■ WHAT THE TASK REQUIRES
Copy everything from "The second part" down to "manure, less nitrous oxide." in the post on meat and climate, switching "manure" to "animal waste".
*** DOCUMENT SEGMENT Section Begins ***
Less meat, better meat, less meat, better meat… May 7, 2012Posted by Angelique in Food ethics.
Tags: agriculture, animal ag, carbon footprint, climate change, environment, Food ethics, Global warming
Last week Tilde Herrera at Grist published a review of a recent study suggesting that, to ward off climate change, people in developed nations (read: us) should halve our meat consumption. The link between meat and climate highlighted in this particular article is nitrous oxide, a greenhouse gas released by both chemical fertilizers and animals’ manure.
Cut the amount of meat we’re eating in half, the argument goes, and we can deliver a one-two punch to nitrous oxide emissions. If we eat only half the meat, we need only half the animals. That means we can also halve the amount of feed (largely corn and soy) we currently use to raise them. In turn, that allows us to reduce the amount of chemical fertilizer we apply to the land to grow that feed. Less fertilizer, less nitrous oxide.
The second part of our one-two punch is that reducing the number of animals we keep cuts the amount of manure we have to deal with. Less manure, less nitrous oxide.
I agree that we should cut our meat consumption dramatically. Americans eat an average of half a pound of meat a day, which is nuts for many reasons. But we’ve got to be careful about how we do it. Eating to save the climate is a lot more complicated than just cutting meat consumption, as I’ve discussed in prior posts. The most important question we need to ask is, what will we replace it with? If the answer is dairy, we’re in trouble, because raising dairy animals mires us in the same greenhouse gas dilemmas as raising livestock for meat. If the answer is highly processed protein substitutes like tofu-based fake meats, we reduce nitrous oxide emissions at the expense of raising fossil fuel emissions to do all that processing.
But somehow we have to get those calories, and perhaps more relevantly, that protein. (Or at least we have to get part of it; given the ubiquity of obesity in the US, it would be surprising if we really needed it all.) Once we recognize that fact, eating meat that has a relatively light greenhouse gas emissions profile – like chicken, or grassfed beef – starts to look like an attractive option. By no means does it solve all our problems, but in my opinion it’s going to be a part of any workable climate-friendly diet.
*** DOCUMENT SEGMENT Section Ends ***
*** RECORDS PROVIDED Section Begins ***
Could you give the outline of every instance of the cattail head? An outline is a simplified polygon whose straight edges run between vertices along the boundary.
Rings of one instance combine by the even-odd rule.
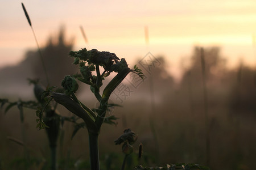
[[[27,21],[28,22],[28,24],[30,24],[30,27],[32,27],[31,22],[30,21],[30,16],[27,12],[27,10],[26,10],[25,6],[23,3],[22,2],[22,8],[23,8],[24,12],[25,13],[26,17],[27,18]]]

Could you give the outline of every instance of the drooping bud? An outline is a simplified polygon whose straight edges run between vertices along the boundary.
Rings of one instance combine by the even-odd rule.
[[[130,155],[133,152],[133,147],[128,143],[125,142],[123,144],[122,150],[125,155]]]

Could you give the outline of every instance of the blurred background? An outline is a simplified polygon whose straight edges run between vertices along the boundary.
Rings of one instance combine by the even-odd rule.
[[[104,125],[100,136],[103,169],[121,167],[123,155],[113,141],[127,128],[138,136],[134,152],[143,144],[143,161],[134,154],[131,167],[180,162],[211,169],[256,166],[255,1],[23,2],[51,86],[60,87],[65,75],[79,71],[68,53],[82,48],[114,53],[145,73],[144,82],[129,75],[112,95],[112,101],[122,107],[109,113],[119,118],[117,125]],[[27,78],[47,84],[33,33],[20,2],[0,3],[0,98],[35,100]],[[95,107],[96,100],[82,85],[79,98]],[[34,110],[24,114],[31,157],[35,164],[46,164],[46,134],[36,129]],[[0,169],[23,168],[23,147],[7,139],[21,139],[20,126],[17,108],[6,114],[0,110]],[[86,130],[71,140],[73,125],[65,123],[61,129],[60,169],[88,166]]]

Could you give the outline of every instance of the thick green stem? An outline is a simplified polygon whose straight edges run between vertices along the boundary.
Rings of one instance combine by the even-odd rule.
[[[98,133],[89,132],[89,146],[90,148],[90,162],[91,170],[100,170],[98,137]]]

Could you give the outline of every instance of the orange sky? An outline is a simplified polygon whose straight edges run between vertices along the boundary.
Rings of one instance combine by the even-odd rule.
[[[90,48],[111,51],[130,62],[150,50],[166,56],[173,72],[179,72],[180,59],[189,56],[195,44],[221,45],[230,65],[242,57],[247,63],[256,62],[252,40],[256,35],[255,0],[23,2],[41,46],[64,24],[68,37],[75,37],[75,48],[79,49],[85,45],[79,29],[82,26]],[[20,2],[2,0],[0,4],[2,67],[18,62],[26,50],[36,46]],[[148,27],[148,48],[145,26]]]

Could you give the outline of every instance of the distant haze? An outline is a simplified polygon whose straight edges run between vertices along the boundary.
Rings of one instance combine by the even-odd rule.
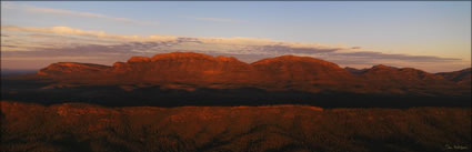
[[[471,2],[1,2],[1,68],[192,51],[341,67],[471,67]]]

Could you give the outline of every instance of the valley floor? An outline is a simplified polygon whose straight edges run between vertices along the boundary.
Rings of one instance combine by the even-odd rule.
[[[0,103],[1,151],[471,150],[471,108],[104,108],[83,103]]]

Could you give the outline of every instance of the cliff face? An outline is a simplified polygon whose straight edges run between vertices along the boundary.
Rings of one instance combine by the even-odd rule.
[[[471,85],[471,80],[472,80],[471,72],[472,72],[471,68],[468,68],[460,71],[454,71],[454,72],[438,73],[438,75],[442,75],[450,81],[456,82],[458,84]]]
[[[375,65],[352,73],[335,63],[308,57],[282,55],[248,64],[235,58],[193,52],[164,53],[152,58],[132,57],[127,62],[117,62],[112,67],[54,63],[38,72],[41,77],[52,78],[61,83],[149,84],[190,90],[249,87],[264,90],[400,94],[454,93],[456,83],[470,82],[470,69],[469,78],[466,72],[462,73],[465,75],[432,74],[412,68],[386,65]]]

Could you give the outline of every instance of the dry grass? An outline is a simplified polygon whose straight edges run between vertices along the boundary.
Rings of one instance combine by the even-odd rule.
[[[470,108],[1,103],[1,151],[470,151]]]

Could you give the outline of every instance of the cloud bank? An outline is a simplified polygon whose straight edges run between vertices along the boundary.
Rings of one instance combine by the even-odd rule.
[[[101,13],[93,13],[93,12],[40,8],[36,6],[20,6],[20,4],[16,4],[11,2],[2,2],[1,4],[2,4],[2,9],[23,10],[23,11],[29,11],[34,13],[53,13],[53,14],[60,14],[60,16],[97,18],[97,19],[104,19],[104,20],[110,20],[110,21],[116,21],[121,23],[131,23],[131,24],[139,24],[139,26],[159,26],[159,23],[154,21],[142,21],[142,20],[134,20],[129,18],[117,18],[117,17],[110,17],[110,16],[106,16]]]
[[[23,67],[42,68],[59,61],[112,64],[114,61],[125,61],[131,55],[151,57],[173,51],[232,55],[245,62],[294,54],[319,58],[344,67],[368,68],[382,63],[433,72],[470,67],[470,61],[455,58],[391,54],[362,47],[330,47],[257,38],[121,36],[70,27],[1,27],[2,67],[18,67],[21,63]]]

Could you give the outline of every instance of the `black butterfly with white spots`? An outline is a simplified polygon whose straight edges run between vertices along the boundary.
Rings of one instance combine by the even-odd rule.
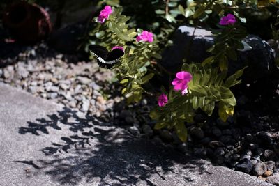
*** RECORDS PROVIDED Section Ends ***
■ REPLY TO THE TASK
The second part of our one-two punch is that reducing the number of animals we keep cuts the amount of animal waste we have to deal with. Less animal waste, less nitrous oxide.